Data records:
____

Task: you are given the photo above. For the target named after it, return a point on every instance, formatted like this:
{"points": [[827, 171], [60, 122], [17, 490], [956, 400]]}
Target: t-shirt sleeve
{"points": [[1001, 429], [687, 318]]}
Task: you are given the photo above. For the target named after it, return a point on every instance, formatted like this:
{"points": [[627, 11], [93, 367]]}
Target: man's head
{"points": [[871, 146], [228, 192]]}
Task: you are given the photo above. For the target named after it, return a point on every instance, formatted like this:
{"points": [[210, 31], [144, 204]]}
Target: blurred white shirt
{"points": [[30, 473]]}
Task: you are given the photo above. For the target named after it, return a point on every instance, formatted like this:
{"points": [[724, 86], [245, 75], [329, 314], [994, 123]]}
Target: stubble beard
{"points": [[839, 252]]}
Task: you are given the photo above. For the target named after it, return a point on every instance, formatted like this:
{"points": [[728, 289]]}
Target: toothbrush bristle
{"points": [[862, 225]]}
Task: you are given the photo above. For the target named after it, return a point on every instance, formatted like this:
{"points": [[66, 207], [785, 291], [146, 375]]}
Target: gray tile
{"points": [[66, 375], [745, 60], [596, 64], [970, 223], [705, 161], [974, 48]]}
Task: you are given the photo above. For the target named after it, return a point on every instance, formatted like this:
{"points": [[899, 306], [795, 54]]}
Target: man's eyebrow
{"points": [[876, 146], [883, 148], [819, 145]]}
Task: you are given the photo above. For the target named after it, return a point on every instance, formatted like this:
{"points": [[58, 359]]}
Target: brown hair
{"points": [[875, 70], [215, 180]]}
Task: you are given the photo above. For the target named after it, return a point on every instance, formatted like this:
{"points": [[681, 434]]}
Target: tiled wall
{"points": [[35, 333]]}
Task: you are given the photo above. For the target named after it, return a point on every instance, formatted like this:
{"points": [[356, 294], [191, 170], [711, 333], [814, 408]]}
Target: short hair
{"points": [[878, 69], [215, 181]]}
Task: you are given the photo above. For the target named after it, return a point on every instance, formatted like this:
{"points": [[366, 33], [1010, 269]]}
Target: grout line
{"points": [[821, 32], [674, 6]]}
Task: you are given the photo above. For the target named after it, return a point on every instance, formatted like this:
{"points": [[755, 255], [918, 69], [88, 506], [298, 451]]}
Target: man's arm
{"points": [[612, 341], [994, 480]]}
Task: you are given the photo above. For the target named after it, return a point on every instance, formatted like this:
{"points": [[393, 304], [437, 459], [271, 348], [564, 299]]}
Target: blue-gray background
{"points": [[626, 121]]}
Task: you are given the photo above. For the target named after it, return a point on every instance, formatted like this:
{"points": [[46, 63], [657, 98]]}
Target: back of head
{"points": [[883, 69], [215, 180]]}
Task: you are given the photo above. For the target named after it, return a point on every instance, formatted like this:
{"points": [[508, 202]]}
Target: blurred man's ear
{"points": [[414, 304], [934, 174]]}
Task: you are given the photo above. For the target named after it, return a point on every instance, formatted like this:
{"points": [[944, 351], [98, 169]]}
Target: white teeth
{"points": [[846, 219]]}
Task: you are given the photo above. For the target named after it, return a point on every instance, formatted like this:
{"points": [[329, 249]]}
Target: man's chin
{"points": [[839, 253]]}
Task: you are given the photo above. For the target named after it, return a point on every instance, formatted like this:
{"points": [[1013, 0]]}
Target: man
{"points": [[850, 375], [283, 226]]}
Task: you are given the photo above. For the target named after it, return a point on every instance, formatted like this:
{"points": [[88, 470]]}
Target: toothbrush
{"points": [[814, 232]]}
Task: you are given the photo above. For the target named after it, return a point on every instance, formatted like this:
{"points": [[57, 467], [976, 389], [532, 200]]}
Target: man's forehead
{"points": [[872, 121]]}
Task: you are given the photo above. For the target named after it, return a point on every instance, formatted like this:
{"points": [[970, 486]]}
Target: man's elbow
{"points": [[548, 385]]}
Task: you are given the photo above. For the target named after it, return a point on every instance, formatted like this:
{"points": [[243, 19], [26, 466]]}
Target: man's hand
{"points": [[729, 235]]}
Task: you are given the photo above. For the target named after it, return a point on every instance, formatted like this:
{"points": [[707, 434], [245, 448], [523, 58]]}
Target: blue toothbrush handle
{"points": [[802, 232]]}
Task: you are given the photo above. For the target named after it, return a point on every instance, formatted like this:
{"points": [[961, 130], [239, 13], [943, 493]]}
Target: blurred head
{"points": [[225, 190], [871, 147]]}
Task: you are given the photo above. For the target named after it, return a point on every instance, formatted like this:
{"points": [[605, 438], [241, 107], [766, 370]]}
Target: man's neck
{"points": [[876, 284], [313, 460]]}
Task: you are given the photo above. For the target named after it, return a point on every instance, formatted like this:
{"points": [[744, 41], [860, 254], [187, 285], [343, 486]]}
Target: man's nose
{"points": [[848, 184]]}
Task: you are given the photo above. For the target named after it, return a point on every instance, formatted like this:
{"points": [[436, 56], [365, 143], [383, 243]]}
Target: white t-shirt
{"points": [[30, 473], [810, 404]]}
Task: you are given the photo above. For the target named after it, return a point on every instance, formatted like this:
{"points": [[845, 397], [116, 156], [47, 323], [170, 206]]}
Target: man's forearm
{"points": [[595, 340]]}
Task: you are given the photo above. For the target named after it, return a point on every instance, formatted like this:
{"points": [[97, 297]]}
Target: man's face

____

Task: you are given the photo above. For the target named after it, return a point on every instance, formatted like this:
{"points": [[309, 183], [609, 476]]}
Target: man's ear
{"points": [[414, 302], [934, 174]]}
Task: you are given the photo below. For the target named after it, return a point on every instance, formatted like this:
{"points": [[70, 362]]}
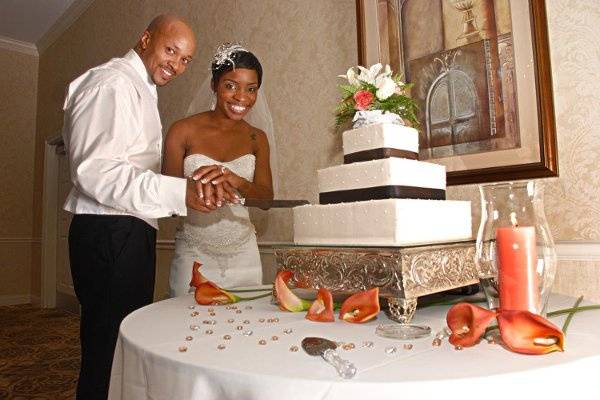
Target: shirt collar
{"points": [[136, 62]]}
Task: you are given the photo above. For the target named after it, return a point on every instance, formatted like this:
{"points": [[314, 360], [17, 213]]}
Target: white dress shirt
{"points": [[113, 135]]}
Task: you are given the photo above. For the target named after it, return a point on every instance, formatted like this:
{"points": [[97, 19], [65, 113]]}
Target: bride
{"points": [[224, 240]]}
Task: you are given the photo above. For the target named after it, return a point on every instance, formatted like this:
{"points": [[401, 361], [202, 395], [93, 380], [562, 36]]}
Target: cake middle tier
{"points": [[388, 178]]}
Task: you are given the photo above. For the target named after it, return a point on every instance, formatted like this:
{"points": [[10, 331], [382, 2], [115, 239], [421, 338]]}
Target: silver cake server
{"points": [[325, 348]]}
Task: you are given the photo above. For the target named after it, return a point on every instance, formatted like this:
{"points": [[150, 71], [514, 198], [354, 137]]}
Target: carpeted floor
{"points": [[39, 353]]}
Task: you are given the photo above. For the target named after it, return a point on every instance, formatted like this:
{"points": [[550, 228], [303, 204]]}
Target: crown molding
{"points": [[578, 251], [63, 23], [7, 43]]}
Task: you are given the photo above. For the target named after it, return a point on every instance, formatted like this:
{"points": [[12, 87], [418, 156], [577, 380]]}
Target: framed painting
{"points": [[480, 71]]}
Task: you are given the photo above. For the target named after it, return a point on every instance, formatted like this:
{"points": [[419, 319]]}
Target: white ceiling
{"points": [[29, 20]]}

____

• [GIVEN INSTRUCTION] Show every line in the rows above that contains the word "blue", copying each line in full. Case counts.

• [THE SOLUTION]
Target: blue-gray background
Target: blue toothbrush handle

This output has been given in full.